TASK GOAL >>
Could you copy the records below exactly, leaving out any pictures?

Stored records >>
_____

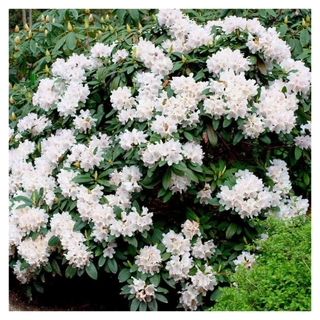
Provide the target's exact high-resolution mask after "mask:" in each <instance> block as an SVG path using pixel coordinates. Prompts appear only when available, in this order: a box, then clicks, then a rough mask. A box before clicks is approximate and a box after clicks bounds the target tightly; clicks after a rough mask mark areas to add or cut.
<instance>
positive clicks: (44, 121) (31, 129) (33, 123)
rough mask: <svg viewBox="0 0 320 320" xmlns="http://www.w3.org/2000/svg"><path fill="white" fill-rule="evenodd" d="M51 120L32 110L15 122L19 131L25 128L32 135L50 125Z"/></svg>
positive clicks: (49, 125)
mask: <svg viewBox="0 0 320 320" xmlns="http://www.w3.org/2000/svg"><path fill="white" fill-rule="evenodd" d="M51 124H52V123H51V120H49V119H47V118H46V117H45V116H40V117H39V118H38V115H37V114H36V113H34V112H30V113H29V114H28V115H27V116H25V117H24V118H22V119H20V120H19V121H18V124H17V128H18V131H19V132H23V131H25V130H30V131H31V136H32V137H34V136H36V135H38V134H40V133H41V132H42V131H43V130H44V129H45V128H46V127H50V126H51Z"/></svg>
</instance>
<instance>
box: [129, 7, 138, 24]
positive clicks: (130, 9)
mask: <svg viewBox="0 0 320 320" xmlns="http://www.w3.org/2000/svg"><path fill="white" fill-rule="evenodd" d="M128 11H129V14H130V16H131V18H132V19H133V20H134V22H135V23H138V22H139V11H138V10H137V9H128Z"/></svg>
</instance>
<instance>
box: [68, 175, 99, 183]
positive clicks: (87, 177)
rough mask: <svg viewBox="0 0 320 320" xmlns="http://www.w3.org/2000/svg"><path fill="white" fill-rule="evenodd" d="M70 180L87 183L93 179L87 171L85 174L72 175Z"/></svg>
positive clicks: (80, 182)
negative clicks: (75, 175) (86, 172)
mask: <svg viewBox="0 0 320 320" xmlns="http://www.w3.org/2000/svg"><path fill="white" fill-rule="evenodd" d="M72 181H73V182H76V183H87V182H92V181H94V179H93V178H92V177H90V174H89V173H87V174H79V175H77V176H76V177H74V178H73V179H72Z"/></svg>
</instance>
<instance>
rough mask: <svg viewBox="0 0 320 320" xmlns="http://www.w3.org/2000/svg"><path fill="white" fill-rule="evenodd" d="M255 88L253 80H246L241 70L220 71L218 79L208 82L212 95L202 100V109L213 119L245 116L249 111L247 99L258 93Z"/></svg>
mask: <svg viewBox="0 0 320 320" xmlns="http://www.w3.org/2000/svg"><path fill="white" fill-rule="evenodd" d="M257 89H258V87H257V84H256V82H255V80H252V79H249V80H246V78H245V76H244V73H243V72H241V73H239V74H235V73H234V71H233V70H227V71H222V72H221V73H220V77H219V80H218V81H211V82H210V90H211V92H212V95H211V96H210V97H209V98H207V99H205V100H204V103H203V108H204V111H205V112H206V113H207V114H209V115H211V116H212V117H214V118H215V119H220V118H221V116H226V117H227V119H232V118H233V119H235V120H237V119H238V118H239V117H240V118H245V117H246V116H248V115H249V112H250V109H249V107H248V103H249V100H250V99H252V98H253V97H254V96H255V95H256V94H257V93H258V91H257Z"/></svg>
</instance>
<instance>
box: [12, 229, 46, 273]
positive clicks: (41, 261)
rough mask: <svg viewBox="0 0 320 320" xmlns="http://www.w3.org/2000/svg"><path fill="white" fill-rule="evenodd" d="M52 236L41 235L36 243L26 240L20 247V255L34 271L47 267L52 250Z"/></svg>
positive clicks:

_____

RESULT OF THIS TASK >>
Provide the target's exact high-resolution mask after "mask:" in each <instance> block as an SVG path using pixel coordinates. Prompts appear only when available, in this order: a box, then clicks, then a rough mask. A box before clicks is approximate and a box after clicks bounds the target tightly; clicks after a rough mask mark areas to add or cut.
<instance>
positive clicks: (44, 121) (31, 129) (33, 123)
rough mask: <svg viewBox="0 0 320 320" xmlns="http://www.w3.org/2000/svg"><path fill="white" fill-rule="evenodd" d="M51 120L32 110L15 122L19 131L25 128L32 135L50 125Z"/></svg>
positive clicks: (49, 125)
mask: <svg viewBox="0 0 320 320" xmlns="http://www.w3.org/2000/svg"><path fill="white" fill-rule="evenodd" d="M51 124H52V123H51V120H49V119H47V118H46V117H45V116H40V117H39V118H38V115H37V114H36V113H34V112H30V113H29V114H28V115H27V116H25V117H24V118H22V119H20V120H19V121H18V124H17V128H18V131H19V132H23V131H25V130H30V131H31V136H32V137H34V136H36V135H38V134H40V133H41V132H42V131H43V130H44V129H45V128H46V127H50V126H51Z"/></svg>
</instance>
<instance>
box: [129, 7, 138, 24]
positive clicks: (130, 9)
mask: <svg viewBox="0 0 320 320" xmlns="http://www.w3.org/2000/svg"><path fill="white" fill-rule="evenodd" d="M128 11H129V14H130V16H131V18H132V19H133V20H134V22H135V23H138V22H139V11H138V10H137V9H128Z"/></svg>
</instance>
<instance>
box: [68, 175, 99, 183]
positive clicks: (87, 177)
rough mask: <svg viewBox="0 0 320 320" xmlns="http://www.w3.org/2000/svg"><path fill="white" fill-rule="evenodd" d="M70 180L87 183L93 179L87 171L85 174L72 175Z"/></svg>
positive clicks: (80, 182)
negative clicks: (75, 175) (86, 172)
mask: <svg viewBox="0 0 320 320" xmlns="http://www.w3.org/2000/svg"><path fill="white" fill-rule="evenodd" d="M72 181H73V182H76V183H87V182H92V181H94V179H93V178H92V177H90V174H89V173H87V174H79V175H77V176H76V177H74V178H73V179H72Z"/></svg>
</instance>
<instance>
rough mask: <svg viewBox="0 0 320 320" xmlns="http://www.w3.org/2000/svg"><path fill="white" fill-rule="evenodd" d="M255 88L253 80H246L241 70L220 71L218 79L208 82L212 95L202 100V109L213 119L245 116L249 111L247 99L258 93Z"/></svg>
mask: <svg viewBox="0 0 320 320" xmlns="http://www.w3.org/2000/svg"><path fill="white" fill-rule="evenodd" d="M257 89H258V87H257V84H256V82H255V80H252V79H249V80H246V78H245V76H244V73H243V72H241V73H239V74H235V73H234V71H233V70H227V71H222V72H221V73H220V77H219V80H218V81H211V82H210V90H211V92H212V95H211V96H210V97H209V98H207V99H205V100H204V103H203V108H204V111H205V112H206V113H207V114H209V115H211V116H212V117H214V118H215V119H220V118H221V116H226V117H227V119H232V118H233V119H235V120H237V119H238V118H239V117H240V118H245V117H246V116H248V115H249V112H250V109H249V107H248V103H249V100H250V99H252V98H253V97H254V96H255V95H256V94H257V93H258V91H257Z"/></svg>
</instance>
<instance>
box: [12, 229, 46, 273]
positive clicks: (41, 261)
rough mask: <svg viewBox="0 0 320 320" xmlns="http://www.w3.org/2000/svg"><path fill="white" fill-rule="evenodd" d="M52 236L41 235L36 243L26 240L20 247V255L34 271L47 267L52 250Z"/></svg>
positive clicks:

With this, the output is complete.